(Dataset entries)
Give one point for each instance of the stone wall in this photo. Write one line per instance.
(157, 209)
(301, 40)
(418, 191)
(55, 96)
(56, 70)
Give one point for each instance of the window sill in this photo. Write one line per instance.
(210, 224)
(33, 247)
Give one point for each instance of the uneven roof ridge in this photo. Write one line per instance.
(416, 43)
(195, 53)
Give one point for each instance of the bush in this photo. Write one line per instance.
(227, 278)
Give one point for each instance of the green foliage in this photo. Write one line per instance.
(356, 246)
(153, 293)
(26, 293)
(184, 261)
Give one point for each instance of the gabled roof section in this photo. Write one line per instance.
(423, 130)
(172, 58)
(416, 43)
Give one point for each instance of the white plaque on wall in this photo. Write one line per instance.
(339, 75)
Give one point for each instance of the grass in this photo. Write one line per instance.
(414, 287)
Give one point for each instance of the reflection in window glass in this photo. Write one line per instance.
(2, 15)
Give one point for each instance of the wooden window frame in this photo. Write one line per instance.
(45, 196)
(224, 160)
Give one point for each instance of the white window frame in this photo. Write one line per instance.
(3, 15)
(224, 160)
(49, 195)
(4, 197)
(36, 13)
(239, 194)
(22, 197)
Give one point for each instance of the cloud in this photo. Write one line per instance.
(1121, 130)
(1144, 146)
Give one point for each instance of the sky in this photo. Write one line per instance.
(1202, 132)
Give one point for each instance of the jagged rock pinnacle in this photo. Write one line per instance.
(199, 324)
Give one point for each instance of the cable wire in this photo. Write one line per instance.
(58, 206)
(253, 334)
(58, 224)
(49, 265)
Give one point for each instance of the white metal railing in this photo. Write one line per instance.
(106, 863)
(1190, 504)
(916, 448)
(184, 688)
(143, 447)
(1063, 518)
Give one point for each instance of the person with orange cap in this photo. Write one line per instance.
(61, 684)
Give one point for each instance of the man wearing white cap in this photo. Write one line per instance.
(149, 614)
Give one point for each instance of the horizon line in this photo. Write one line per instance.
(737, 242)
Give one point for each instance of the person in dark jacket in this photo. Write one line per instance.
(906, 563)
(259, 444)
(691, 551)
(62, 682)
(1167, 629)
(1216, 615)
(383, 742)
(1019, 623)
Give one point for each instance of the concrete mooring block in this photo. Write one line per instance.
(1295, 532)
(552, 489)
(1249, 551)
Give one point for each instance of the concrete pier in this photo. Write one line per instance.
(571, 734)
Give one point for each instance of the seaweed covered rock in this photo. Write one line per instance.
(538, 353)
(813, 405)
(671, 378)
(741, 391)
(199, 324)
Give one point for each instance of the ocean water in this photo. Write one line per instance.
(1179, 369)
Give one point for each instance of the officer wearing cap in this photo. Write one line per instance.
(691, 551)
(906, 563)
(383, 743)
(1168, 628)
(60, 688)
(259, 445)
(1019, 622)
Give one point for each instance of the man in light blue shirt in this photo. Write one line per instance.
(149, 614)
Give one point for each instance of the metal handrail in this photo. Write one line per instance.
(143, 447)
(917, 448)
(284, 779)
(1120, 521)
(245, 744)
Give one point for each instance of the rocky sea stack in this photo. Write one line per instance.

§ **WHAT YOU SHOULD DO**
Please give back all of the data exactly as it appears.

§ **RESPONSE AREA**
Give one point for each instance of the stone wall in this photo. Write one line per instance.
(157, 209)
(301, 40)
(418, 191)
(55, 96)
(56, 70)
Give one point for each instance of the window sill in this photo. Write one line per instance.
(210, 224)
(33, 247)
Give one point for each instance of the uneven roof ridge in this photo. Write one line per instance.
(416, 43)
(195, 53)
Give one point for each instance of the bush in this photo. Write one line per instance.
(227, 278)
Give one point for each instance of the green foliage in this photo. Write one line per instance.
(356, 246)
(153, 293)
(26, 293)
(184, 261)
Give one point for each instance of the gabled roof section in this photo. Write one line per instance.
(423, 130)
(172, 58)
(416, 43)
Give one point for each instance of the white plaque on wall in this photo. Write one line per instance.
(339, 75)
Give one point for each instance of the grass in this photo. Write one line per instance.
(414, 287)
Give one point for each instance of the reflection in window glass in this photo. Write one line per instance.
(2, 15)
Give one point for each instance of the wooden window frame in this photo. Write one line per instance.
(45, 196)
(224, 160)
Give one point for each instance of the white window frame in this photo. Write one line per instance.
(3, 15)
(224, 160)
(49, 195)
(4, 197)
(36, 13)
(239, 194)
(22, 197)
Give one point for each instance of the cloud in this photo. Write one line per instance.
(1121, 130)
(1144, 146)
Give one point for each instance of the sky in this photo. Write one line per instance.
(1202, 132)
Give one point for each instance of the jagged rock pinnacle in this photo. Write one line per instance.
(199, 324)
Give one point for each instance of the cable wire in this photo. Write one line per instance.
(58, 206)
(253, 334)
(58, 224)
(49, 265)
Give one point for each instance of the white metal railing in this photo. Write one line per instance.
(106, 863)
(1190, 504)
(916, 448)
(184, 688)
(143, 447)
(1063, 518)
Give one point for each instance of the person with orange cap in this photo. Write one line per instance.
(61, 684)
Give one point for each instance of the man wearing white cap in this photo. Write one line per instance.
(149, 614)
Give one point for each instance of the horizon line in this photo. Write one line per instance.
(737, 242)
Give one point for each instance of the person in dark jacket in this photo. Write one line per instance.
(906, 563)
(259, 444)
(691, 551)
(62, 682)
(1167, 629)
(1216, 615)
(383, 742)
(1019, 623)
Give one point for each instance of the concrete mooring block in this photo. Write one line per instance.
(1295, 532)
(552, 489)
(1249, 551)
Give one point for each instance of the concrete pier in this photo. Write one line per instance.
(571, 734)
Give one point for each instance of the seaweed covered rock in this photo. Write one line per instance.
(538, 353)
(813, 405)
(671, 378)
(741, 391)
(199, 324)
Give one point for each instance of the ocean water in this photo. Write one line per instance.
(1179, 369)
Give one point for each instance of the officer wearing cap in this photo. Write one line per instance.
(691, 551)
(906, 563)
(383, 743)
(1168, 628)
(60, 688)
(259, 445)
(1019, 622)
Give one point for each instance of the man in light blue shirt in this photo. Write one line per instance.
(149, 614)
Give one point for each instance of the metal handrail in this photo. Write one line per instance.
(143, 447)
(917, 448)
(284, 779)
(1120, 521)
(245, 744)
Give one point for each instance of the rocky sea stack in this photo. Write one line per instance.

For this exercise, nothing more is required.